* start *
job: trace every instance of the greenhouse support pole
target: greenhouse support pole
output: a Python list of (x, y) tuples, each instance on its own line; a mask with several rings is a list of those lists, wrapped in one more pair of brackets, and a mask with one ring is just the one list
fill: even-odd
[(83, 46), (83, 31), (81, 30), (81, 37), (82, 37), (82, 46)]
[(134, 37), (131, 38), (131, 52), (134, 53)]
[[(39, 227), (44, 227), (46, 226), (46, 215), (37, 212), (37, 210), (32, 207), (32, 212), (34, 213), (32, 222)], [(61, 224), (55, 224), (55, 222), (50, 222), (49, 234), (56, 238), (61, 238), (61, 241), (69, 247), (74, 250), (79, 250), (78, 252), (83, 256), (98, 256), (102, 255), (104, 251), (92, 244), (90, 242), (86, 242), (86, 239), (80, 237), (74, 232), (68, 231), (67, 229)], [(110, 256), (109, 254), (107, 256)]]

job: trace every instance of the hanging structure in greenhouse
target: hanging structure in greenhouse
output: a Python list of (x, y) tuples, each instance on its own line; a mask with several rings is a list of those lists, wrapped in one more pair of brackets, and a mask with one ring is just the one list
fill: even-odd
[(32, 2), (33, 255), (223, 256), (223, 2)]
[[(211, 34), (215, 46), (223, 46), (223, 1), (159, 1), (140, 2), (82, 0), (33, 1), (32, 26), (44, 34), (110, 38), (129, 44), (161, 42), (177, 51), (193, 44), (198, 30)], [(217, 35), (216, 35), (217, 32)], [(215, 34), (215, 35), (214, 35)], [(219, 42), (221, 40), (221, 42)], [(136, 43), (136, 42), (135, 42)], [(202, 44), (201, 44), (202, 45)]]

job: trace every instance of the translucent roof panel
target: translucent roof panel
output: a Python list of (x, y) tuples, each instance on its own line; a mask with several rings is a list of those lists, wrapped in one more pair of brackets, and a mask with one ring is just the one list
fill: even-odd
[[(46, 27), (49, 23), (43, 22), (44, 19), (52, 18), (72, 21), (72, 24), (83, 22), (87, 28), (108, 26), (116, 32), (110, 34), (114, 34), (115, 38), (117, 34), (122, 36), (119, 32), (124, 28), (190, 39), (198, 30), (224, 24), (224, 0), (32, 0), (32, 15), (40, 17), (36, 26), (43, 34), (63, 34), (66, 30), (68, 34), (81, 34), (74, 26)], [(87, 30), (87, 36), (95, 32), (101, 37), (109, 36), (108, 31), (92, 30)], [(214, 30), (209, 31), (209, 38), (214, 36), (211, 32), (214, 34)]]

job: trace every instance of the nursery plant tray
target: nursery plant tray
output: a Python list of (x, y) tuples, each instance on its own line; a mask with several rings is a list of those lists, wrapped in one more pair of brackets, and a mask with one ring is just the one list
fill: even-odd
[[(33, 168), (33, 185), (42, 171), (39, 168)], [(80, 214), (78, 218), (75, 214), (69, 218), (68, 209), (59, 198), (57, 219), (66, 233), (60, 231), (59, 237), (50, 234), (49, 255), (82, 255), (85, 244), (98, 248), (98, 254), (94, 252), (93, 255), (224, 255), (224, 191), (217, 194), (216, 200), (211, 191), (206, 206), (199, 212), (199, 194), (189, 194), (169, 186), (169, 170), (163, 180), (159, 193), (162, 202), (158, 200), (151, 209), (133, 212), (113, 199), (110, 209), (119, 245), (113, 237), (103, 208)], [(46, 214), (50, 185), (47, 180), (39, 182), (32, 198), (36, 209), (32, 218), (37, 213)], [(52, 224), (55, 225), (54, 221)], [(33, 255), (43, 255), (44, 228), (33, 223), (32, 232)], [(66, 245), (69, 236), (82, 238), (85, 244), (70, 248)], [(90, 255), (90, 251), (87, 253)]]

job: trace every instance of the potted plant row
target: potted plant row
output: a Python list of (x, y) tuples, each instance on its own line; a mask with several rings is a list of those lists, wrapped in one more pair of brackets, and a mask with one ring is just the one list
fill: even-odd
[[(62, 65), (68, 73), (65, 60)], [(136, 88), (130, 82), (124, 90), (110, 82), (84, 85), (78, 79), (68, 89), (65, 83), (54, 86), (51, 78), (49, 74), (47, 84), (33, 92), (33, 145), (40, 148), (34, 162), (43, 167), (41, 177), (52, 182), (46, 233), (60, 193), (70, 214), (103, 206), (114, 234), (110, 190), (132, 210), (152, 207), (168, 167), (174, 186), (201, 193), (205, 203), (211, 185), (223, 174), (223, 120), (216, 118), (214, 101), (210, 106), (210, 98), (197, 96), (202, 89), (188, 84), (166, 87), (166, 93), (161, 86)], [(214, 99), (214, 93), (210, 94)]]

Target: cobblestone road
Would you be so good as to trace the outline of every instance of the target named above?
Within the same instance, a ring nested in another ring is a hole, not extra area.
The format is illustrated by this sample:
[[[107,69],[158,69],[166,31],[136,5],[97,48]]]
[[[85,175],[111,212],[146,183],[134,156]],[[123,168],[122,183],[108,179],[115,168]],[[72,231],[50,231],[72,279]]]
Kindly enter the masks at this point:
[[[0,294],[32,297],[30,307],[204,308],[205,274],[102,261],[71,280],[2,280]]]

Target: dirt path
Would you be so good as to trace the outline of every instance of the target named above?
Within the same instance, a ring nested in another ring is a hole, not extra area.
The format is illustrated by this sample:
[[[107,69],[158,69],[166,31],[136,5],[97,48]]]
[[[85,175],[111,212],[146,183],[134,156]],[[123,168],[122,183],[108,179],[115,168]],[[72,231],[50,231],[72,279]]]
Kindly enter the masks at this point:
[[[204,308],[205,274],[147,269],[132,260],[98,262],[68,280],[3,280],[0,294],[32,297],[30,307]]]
* end *
Problem to solve.
Reproduce the material starting at its first line and ending at the line containing "[(134, 37), (131, 38), (131, 52), (134, 53)]", swapping "greenhouse support pole" for "greenhouse support post" wherever it occurs and keeping everything else the same.

Exercise solution.
job: trace every instance of the greenhouse support post
target: greenhouse support post
output: a Python list of (x, y) tuples, each instance on its own line; a mask with several rings is a list of those lists, wrapped in one more pair of brackets, and a mask with one ring is just the one list
fill: even-odd
[(83, 46), (83, 31), (81, 30), (81, 37), (82, 37), (82, 46)]
[(134, 37), (131, 38), (131, 52), (134, 53)]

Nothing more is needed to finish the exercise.